■ SET TASK
Please count the lines in the records below that contain the word "ridge" and reply with only that number.

■ SUPPLIED INFORMATION
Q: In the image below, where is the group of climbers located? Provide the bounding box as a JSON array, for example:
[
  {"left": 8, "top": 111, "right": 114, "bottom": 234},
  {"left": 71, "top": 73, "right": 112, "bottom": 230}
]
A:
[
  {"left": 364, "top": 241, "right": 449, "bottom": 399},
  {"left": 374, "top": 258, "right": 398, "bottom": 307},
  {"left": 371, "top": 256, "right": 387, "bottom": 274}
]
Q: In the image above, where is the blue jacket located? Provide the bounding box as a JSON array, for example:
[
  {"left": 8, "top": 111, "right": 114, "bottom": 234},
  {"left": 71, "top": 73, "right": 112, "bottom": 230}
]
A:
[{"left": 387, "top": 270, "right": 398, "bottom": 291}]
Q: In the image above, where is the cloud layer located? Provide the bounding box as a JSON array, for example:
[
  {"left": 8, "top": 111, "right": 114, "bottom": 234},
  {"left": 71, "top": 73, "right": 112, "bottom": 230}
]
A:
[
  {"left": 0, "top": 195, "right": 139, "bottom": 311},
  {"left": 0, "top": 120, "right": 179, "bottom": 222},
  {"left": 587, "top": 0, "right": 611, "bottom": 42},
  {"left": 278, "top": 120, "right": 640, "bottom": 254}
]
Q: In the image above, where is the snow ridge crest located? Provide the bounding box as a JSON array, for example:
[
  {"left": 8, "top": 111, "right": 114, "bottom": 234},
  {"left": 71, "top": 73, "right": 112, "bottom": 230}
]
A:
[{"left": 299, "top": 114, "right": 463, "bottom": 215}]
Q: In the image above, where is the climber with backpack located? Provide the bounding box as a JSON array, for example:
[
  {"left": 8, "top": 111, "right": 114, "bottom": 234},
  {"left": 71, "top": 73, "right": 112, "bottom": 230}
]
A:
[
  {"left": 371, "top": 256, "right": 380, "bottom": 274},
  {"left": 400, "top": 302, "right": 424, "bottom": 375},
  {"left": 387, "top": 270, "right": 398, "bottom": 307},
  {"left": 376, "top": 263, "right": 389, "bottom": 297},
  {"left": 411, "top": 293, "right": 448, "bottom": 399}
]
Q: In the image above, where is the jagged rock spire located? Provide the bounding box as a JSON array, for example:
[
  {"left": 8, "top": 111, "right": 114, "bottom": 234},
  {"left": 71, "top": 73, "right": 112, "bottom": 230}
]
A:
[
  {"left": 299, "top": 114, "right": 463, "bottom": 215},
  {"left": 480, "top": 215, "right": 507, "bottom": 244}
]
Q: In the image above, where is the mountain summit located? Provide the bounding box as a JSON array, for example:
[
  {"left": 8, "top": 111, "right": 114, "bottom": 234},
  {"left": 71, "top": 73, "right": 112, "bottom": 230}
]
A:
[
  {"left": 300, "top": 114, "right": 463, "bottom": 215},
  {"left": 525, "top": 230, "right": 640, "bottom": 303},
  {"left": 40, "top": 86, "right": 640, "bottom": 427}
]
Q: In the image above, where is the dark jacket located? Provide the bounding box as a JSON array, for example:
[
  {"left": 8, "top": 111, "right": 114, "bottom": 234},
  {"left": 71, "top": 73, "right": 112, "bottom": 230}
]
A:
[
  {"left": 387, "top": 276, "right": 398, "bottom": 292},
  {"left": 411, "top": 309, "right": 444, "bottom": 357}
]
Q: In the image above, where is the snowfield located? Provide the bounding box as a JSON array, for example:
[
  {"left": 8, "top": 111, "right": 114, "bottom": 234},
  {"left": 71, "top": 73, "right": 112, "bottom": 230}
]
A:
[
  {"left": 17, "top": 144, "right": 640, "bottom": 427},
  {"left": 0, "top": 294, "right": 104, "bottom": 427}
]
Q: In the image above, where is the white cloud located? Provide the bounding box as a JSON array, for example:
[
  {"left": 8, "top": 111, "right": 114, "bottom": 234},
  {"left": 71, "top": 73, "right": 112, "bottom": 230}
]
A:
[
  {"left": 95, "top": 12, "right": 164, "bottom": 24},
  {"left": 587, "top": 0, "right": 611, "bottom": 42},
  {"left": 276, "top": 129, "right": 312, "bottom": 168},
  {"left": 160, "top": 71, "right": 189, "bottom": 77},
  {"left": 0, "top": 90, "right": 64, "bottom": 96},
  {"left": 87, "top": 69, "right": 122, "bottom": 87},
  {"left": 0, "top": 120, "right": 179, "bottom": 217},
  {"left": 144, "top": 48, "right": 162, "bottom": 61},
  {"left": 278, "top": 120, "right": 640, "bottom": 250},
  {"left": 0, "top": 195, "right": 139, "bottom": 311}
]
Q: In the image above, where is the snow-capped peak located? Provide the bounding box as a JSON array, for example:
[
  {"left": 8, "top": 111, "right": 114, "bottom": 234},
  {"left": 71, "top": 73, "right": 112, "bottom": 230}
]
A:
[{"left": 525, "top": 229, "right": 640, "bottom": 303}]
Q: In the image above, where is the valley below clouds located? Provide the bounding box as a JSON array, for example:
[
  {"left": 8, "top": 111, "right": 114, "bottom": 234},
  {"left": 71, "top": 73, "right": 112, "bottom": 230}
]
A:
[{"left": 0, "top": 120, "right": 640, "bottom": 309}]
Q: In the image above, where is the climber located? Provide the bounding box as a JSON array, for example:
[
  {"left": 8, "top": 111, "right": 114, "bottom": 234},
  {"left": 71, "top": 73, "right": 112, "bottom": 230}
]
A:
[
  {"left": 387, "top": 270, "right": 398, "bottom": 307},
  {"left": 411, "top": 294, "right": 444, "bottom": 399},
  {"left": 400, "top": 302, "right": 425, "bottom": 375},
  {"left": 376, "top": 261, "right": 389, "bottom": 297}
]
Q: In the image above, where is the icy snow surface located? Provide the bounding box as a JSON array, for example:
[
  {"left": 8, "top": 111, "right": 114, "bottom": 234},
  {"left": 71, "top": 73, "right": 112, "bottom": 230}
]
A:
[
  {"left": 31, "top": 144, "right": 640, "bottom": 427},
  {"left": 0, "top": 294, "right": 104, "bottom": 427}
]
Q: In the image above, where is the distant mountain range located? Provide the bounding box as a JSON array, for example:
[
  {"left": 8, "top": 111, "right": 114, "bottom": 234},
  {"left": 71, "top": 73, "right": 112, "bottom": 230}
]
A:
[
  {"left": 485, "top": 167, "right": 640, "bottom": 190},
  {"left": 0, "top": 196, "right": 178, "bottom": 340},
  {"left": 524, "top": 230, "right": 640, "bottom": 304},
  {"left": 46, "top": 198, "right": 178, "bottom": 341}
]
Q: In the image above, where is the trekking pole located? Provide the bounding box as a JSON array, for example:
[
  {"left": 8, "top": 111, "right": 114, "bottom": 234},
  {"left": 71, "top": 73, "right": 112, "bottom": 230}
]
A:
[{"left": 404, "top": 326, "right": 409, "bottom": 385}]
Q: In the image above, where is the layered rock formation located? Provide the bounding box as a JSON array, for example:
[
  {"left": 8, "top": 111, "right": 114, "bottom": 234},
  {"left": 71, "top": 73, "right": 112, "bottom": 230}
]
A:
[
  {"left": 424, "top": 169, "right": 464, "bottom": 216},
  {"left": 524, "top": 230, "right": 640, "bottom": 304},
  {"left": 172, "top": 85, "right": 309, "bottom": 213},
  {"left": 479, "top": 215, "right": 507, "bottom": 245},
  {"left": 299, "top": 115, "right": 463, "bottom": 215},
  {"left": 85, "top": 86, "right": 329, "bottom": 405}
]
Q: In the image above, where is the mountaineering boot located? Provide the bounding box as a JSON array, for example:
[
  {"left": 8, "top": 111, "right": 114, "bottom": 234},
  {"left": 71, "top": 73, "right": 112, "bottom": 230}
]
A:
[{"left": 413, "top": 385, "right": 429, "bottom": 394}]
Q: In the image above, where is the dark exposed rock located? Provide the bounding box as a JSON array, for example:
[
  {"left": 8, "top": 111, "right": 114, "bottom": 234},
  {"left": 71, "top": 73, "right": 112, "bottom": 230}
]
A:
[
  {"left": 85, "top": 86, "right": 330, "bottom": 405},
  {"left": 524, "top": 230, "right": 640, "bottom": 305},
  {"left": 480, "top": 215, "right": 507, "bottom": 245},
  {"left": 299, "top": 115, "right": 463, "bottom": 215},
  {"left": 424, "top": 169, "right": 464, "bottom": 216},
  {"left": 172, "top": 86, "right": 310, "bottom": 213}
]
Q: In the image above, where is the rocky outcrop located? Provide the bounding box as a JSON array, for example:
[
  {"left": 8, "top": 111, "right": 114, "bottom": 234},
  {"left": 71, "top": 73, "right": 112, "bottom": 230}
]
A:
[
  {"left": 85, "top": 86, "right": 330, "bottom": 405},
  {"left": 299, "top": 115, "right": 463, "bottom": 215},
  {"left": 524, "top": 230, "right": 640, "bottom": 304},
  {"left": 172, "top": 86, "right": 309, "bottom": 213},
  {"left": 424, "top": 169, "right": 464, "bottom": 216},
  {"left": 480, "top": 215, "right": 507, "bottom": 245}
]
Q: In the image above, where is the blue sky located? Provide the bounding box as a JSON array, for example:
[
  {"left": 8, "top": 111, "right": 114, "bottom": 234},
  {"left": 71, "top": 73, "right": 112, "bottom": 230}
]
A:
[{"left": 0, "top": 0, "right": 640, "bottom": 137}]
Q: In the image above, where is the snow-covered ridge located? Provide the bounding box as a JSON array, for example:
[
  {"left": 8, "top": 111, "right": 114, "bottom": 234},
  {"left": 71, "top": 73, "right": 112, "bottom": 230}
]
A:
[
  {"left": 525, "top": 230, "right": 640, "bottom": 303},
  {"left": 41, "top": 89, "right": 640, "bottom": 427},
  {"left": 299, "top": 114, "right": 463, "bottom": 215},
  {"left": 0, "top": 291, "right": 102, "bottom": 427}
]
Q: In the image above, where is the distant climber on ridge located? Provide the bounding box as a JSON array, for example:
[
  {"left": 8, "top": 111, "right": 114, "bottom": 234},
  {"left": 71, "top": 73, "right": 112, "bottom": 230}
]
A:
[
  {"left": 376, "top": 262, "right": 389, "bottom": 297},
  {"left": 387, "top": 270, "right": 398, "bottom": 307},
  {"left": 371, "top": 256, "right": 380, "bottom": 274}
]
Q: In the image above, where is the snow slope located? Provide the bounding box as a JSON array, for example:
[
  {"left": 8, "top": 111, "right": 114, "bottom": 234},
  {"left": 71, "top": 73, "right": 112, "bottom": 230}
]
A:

■ OUTPUT FOR THIS EXERCISE
3